▶ **EXERCISE PROMPT**: When the line containing "Keypoint guideline: for each instance of the antenna" appears in the entries below, begin printing there and stop after the line containing "Keypoint guideline: for each instance of the peeling"; print each of those lines exactly and no other line.

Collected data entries
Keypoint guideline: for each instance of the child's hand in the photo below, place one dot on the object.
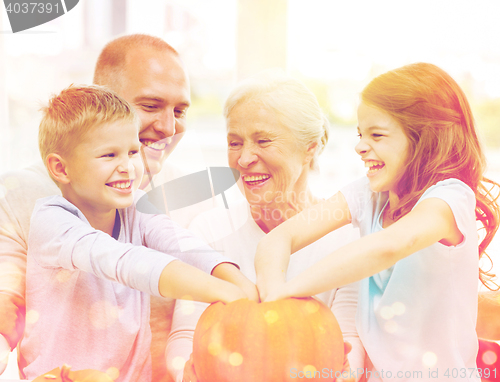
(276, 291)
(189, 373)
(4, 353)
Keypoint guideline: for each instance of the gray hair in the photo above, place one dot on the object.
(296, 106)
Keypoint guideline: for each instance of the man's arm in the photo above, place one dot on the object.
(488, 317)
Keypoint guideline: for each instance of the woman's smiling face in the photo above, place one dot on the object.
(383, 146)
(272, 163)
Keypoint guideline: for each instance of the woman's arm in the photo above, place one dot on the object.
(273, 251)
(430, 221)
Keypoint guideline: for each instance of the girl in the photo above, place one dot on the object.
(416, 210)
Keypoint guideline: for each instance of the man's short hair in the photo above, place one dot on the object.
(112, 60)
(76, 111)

==

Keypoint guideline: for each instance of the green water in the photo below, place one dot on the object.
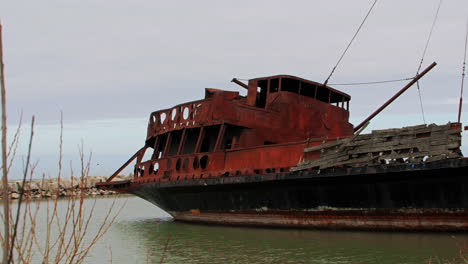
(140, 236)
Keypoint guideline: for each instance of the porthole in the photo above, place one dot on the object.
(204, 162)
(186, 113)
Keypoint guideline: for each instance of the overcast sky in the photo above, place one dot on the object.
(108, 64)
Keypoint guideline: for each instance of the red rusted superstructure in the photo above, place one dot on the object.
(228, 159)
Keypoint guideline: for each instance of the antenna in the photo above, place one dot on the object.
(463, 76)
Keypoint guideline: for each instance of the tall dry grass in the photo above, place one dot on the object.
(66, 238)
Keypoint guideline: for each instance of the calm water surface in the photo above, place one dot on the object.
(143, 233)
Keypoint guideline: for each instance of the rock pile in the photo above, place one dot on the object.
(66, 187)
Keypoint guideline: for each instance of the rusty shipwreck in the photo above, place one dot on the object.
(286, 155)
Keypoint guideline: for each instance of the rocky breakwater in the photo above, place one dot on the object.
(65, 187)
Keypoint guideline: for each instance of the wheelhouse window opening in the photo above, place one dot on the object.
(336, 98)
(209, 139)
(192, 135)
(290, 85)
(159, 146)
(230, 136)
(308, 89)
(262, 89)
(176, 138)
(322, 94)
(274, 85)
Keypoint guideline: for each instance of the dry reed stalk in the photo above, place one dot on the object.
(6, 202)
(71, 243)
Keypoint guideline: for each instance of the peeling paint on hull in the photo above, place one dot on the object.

▶ **ANSWER FOR THIS EXERCISE**:
Keypoint guideline: for each instance of the antenna in the photo above, place one dot on the object.
(463, 76)
Keypoint guideline: for each instance of the tall dry grass in the photo above, place one dot on the object.
(66, 238)
Keypoint guideline: for each instance of the calm water surface in the photo above, place one dot on the object.
(143, 233)
Keypoint guideline: for each instance of the rock pile in the photo above, place one dot on the object.
(66, 187)
Keypoint guideline: for each instance of the rusty shipwreck in the photo above, place one dot on the object.
(286, 155)
Keypoint guideline: for each instance of the rocky breakwater in the photo above, place one dot on the object.
(65, 187)
Keypoint guideline: for each instance of the wheelhouse window opening in the photo above, place one dot on the object.
(336, 98)
(209, 139)
(192, 135)
(290, 85)
(159, 146)
(230, 136)
(308, 89)
(262, 89)
(176, 138)
(322, 94)
(274, 85)
Keypoint guideline: for each instance of the dry reed stalk in the photo above, place one dot on the object.
(6, 202)
(71, 243)
Keypoint guideline: for each instance of the peeling paint on hull in the photo above, place one dot on the object.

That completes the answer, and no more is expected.